_Passage_:
DataSynthesizer

Usage

DataSynthesizer can generate a synthetic dataset from a sensitive one for release to public. It is developed in Python 3.6 and requires some third-party modules, including numpy, scipy, pandas, and dateutil.

Its usage is presented in the following Jupyter Notebooks,

  • DataSynthesizer Usage (random mode).ipynb
  • DataSynthesizer Usage (independent attribute mode).ipynb
  • DataSynthesizer Usage (correlated attribute mode).ipynb

Assumptions for Input Dataset

  1. The input dataset is a table in first normal form (1NF).
  2. The active domain is the domain for each attribute of the table. When implementing differential privacy, DataSynthesizer injects noises into the statistics within active domain.

Web-based UI

There is a web-based UI in webUI/ directory, which is a self-contained Django project. Here is a simple way to run it on your machine.

_Material shown_:
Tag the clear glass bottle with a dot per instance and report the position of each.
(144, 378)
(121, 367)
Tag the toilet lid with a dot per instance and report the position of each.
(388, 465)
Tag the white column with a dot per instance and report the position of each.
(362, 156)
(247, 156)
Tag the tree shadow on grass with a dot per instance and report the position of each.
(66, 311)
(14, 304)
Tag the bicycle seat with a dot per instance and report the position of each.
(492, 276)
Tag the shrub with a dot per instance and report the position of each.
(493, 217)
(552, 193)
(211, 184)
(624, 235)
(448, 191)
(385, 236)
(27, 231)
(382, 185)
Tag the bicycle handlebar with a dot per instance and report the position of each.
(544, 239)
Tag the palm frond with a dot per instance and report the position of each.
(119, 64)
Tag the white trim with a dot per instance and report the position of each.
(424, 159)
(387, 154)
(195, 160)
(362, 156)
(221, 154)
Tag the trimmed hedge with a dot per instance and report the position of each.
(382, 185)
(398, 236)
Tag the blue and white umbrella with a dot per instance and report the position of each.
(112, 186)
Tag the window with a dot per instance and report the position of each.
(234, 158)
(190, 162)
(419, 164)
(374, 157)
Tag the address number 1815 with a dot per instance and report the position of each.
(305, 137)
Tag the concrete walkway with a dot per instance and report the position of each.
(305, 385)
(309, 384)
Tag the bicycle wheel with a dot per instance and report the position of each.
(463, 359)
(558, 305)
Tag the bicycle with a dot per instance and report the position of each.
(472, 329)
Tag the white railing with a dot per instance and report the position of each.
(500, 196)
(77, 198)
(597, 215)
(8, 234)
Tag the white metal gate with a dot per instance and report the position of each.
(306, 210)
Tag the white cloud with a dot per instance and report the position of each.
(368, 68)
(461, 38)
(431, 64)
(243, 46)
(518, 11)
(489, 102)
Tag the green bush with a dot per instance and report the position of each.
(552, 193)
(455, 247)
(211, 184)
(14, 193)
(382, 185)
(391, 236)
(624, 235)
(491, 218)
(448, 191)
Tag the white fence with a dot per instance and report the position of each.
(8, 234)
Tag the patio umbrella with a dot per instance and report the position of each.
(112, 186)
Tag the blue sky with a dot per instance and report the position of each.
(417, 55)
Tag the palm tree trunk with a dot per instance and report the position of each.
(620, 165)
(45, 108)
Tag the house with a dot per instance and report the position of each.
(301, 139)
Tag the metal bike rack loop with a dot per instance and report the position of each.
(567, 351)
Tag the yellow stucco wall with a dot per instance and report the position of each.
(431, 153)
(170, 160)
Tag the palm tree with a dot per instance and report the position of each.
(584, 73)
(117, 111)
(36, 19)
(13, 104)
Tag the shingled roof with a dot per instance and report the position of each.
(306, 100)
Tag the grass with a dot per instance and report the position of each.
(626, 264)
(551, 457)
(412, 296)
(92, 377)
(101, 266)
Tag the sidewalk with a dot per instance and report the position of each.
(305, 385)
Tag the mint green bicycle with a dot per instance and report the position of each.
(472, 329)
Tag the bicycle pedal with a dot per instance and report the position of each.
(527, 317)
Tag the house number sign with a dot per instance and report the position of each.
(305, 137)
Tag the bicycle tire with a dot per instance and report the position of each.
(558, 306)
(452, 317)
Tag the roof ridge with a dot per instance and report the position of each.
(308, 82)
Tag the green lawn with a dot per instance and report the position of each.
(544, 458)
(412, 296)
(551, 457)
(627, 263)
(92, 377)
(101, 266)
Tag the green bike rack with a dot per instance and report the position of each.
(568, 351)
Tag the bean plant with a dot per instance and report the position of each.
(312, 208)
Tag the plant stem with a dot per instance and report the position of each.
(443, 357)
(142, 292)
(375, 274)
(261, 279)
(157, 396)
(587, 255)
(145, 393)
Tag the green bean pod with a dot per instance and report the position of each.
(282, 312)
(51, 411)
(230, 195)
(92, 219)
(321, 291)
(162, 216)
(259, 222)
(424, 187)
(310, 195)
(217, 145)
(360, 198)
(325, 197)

_Brief_:
Can you quote the DataSynthesizer page word for word, beginning at the words "2. The active" and stopping after "on your machine."?

_Output for this exercise_:
2. The active domain is the domain for each attribute of the table. When implementing differential privacy, DataSynthesizer injects noises into the statistics within active domain.

Web-based UI

There is a web-based UI in webUI/ directory, which is a self-contained Django project. Here is a simple way to run it on your machine.